• YOUR GOAL: Reproduce in full, word for word, the passage below on pleasure, pain, and equanimity.

• SOURCE EXCERPT:
********

With awareness, not only do we notice the waves of pleasure and pain, but we can also observe our reactivity to these changing stimuli. Left to our own devices, we tend to react unconsciously, running toward or grasping after what is pleasant and resisting or rejecting what is unpleasant. This creates a constant push/pull, a contentiousness with life that leaves us frequently in a struggle with experience.
To a degree this tug of war with experience is evolutionarily hardwired. All beings and organisms move toward what is safe and pleasurable and away from what is painful and potentially threatening. At times, this is simply self-preservation, like gravitating toward warmth and food and away from pain. Yet we can’t avoid all discomfort; we can’t experience only pleasure. Trying to achieve this all the time only leads to frustration, since so much of life is out of our control. Even if we do attain some peak satisfaction, it never lasts and is soon replaced by yet another experience.
The question we face, then, is the same one I faced in India: How do we ride the waves of pleasure and pain without being tossed around by our preferences and our reactive nature? Over time, through cultivating mindfulness practice, we can learn to access a more steady presence in the midst of such turbulence. When we observe, over and over, how the knee-jerk habit of chasing fleeting pleasures and running from pain doesn’t actually bring peace of mind, that clarity allows us to unhook from that agitation. In this way, we slowly build the muscle of equanimity, the capacity of steadiness and balance no matter what the circumstances.

********

• GIVEN DATA:
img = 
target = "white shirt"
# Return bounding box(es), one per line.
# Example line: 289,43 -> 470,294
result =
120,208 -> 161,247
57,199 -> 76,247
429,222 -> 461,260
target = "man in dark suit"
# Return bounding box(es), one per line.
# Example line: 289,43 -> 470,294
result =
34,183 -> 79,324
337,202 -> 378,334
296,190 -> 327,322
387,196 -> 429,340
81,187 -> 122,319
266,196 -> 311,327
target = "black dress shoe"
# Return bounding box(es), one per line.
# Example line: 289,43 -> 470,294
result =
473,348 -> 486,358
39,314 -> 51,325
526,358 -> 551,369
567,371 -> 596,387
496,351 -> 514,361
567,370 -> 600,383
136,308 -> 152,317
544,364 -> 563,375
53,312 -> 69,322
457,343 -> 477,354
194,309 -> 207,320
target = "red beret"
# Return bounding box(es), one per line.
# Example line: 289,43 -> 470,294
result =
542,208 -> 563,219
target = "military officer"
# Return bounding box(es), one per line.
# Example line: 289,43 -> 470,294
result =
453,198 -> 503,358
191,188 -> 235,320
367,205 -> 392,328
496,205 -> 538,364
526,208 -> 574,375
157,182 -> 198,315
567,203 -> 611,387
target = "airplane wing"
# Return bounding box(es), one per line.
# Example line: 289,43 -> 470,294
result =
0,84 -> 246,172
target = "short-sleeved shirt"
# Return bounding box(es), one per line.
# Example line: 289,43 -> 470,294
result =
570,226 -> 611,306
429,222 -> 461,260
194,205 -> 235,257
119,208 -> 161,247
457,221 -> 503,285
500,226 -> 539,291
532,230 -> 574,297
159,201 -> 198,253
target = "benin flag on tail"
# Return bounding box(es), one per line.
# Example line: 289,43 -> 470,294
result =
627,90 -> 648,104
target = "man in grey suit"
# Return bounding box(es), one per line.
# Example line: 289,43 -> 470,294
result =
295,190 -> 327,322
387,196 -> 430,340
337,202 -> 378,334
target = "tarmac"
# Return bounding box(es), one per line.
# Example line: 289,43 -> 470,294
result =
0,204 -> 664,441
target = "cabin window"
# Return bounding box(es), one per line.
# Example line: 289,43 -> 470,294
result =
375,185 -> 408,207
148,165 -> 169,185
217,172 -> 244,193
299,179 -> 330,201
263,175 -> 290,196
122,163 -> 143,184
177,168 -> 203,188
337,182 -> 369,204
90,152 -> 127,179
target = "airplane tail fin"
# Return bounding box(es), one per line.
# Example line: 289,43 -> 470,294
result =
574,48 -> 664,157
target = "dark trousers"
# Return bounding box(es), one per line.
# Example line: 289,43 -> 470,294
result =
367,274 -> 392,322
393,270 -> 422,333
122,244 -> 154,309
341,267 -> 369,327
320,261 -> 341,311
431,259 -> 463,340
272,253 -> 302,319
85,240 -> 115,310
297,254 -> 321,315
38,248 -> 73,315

********

• OUTPUT FOR THIS TASK:
With awareness, not only do we notice the waves of pleasure and pain, but we can also observe our reactivity to these changing stimuli. Left to our own devices, we tend to react unconsciously, running toward or grasping after what is pleasant and resisting or rejecting what is unpleasant. This creates a constant push/pull, a contentiousness with life that leaves us frequently in a struggle with experience.
To a degree this tug of war with experience is evolutionarily hardwired. All beings and organisms move toward what is safe and pleasurable and away from what is painful and potentially threatening. At times, this is simply self-preservation, like gravitating toward warmth and food and away from pain. Yet we can’t avoid all discomfort; we can’t experience only pleasure. Trying to achieve this all the time only leads to frustration, since so much of life is out of our control. Even if we do attain some peak satisfaction, it never lasts and is soon replaced by yet another experience.
The question we face, then, is the same one I faced in India: How do we ride the waves of pleasure and pain without being tossed around by our preferences and our reactive nature? Over time, through cultivating mindfulness practice, we can learn to access a more steady presence in the midst of such turbulence. When we observe, over and over, how the knee-jerk habit of chasing fleeting pleasures and running from pain doesn’t actually bring peace of mind, that clarity allows us to unhook from that agitation. In this way, we slowly build the muscle of equanimity, the capacity of steadiness and balance no matter what the circumstances.